For the purpose of this legal opinion (the Opinion), we have examined an electronically transmitted copy of the following documents:

 

  (a)

a form of the Registration Statement to be filed with the SEC under the Securities Act; and

 

  (b)

an Indenture, dated March 12, 2015, relating to the Notes that may be issued by the Issuer from time to time, among the Issuer, the guarantors named therein (including Allergan Capital) (the Guarantors) and Wells Fargo Bank, National Association, as trustee (the Trustee) (the Base Indenture and, together with the Registration Statement, the Documents).

 

2.2

We have also examined a copy of the following documents:

 

  (a)

the deed of incorporation containing the articles of association of Allergan GP, dated October 23, 2012 and drawn up by Maître Henri Hellinckx, notary in Luxembourg (the Articles 1);

 

  (b)

the consolidated text of the articles of association of Allergan GP, dated September 26, 2017, as drawn up by Maître Henri Beck, notary in Echternach (the Articles 2);

 

  (c)

### Objective
Reproduce the passage of the legal opinion starting at "For the purpose" and ending at "Statement, the Documents).", renaming "Issuer" to "Company" throughout. The data that follow are separate material and are not part of the legal opinion.

### Provided data
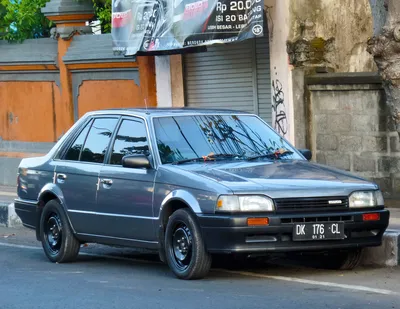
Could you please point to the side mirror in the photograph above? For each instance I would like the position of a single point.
(306, 153)
(136, 161)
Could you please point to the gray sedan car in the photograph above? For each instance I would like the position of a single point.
(191, 184)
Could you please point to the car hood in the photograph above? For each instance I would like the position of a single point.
(280, 178)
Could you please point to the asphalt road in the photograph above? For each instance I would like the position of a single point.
(106, 277)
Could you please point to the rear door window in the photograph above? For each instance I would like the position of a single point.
(98, 140)
(130, 139)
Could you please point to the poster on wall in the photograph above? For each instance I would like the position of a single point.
(145, 26)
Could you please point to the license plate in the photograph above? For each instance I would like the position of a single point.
(318, 231)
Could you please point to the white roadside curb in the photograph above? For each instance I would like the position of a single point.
(8, 217)
(387, 255)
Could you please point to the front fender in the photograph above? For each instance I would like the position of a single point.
(53, 189)
(182, 196)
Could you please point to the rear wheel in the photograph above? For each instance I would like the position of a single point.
(58, 240)
(185, 251)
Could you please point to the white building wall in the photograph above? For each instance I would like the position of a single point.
(277, 12)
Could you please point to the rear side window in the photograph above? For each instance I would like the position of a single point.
(98, 140)
(130, 139)
(74, 151)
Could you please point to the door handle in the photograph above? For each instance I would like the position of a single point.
(107, 182)
(61, 176)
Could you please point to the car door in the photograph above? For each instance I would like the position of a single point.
(77, 173)
(124, 202)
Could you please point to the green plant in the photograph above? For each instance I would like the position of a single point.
(103, 14)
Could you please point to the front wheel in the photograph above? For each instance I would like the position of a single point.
(185, 250)
(58, 240)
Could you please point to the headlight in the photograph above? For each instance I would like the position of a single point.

### Complete response
For the purpose of this legal opinion (the Opinion), we have examined an electronically transmitted copy of the following documents:

 

  (a)

a form of the Registration Statement to be filed with the SEC under the Securities Act; and

 

  (b)

an Indenture, dated March 12, 2015, relating to the Notes that may be issued by the Company from time to time, among the Company, the guarantors named therein (including Allergan Capital) (the Guarantors) and Wells Fargo Bank, National Association, as trustee (the Trustee) (the Base Indenture and, together with the Registration Statement, the Documents).